**Records shown:**
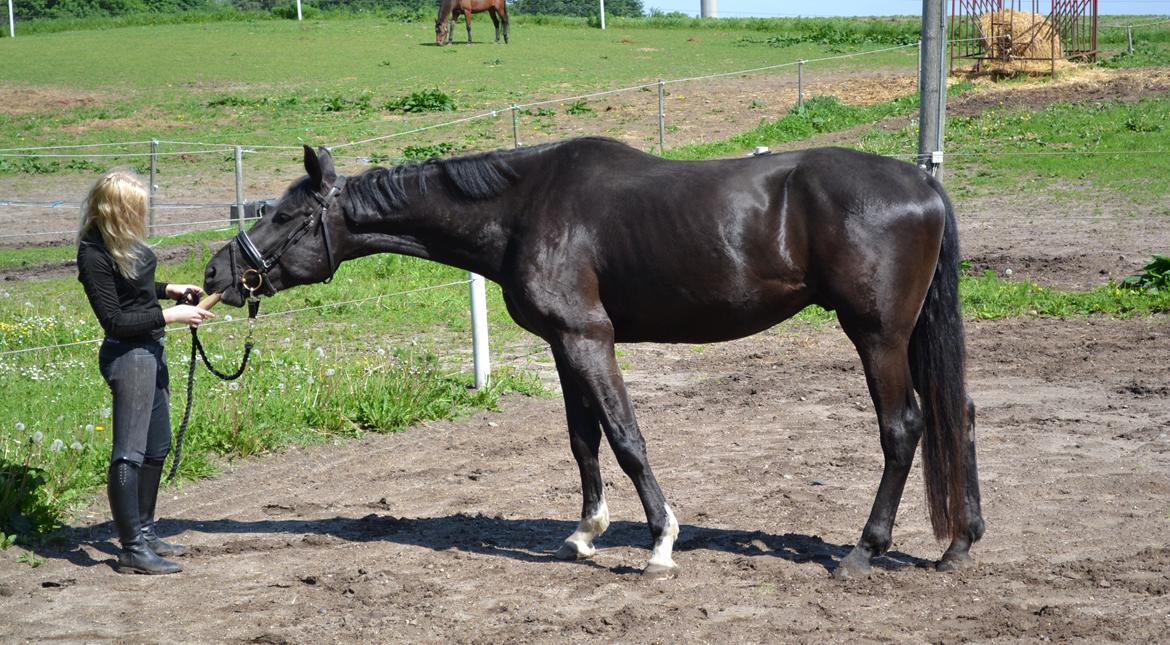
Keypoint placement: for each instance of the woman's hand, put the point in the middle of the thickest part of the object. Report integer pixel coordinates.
(186, 314)
(174, 292)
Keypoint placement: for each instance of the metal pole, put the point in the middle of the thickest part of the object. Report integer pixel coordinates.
(800, 86)
(153, 185)
(239, 186)
(515, 125)
(933, 87)
(661, 116)
(480, 330)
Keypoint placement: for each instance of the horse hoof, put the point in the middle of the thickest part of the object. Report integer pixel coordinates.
(569, 550)
(660, 573)
(955, 562)
(848, 570)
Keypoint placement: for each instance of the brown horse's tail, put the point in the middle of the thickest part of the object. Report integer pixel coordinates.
(937, 365)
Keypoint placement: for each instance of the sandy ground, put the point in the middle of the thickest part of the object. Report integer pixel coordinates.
(766, 450)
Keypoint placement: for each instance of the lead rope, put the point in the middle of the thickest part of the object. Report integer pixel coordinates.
(197, 347)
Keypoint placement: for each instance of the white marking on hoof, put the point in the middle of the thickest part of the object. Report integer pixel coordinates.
(579, 546)
(660, 558)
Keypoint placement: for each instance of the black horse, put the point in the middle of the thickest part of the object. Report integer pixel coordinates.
(594, 242)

**Problem description:** Your answer must consist of the entries, unchanged, with no pictures in it.

**Reply to the task:**
Keypoint placement: for each instance of the woman's hand, put the point in the middle of the thickest part of the object. Report integer pixel coordinates.
(186, 314)
(174, 292)
Keypoint placement: for each instance of the metal pole, put the point in the middle of the thickest part of the object. Report integer pixel coordinates.
(800, 86)
(153, 185)
(239, 186)
(515, 125)
(933, 87)
(661, 116)
(480, 330)
Keypoint placement: for each instance of the horse hoof, put the point in the middle of the thickest part of the object. Report integer pixel coordinates.
(569, 550)
(660, 573)
(955, 562)
(848, 570)
Keypoint placement: for each instance of the brown horse's tail, put the point in the middle of the thickest part of the object. Report integer pixel coordinates.
(937, 365)
Keypoint placement: for each instance of the sandy ground, put the point in the middle of the thickest part of the object. Report integer pixel coordinates.
(766, 450)
Keypoint placement: for each instance of the lead rope, put the point in the middle of the thickest part of the object. Report integer pixel coordinates.
(197, 347)
Keypoint placement: for each instance of the white marking on hoof, put the point in the middle of the thickest part of the object. Report integer pixel coordinates.
(579, 546)
(660, 558)
Keypoint placement: for each instance of the black horse, put the point in the middle of the thickest part of the object. Report integer pixel coordinates.
(594, 242)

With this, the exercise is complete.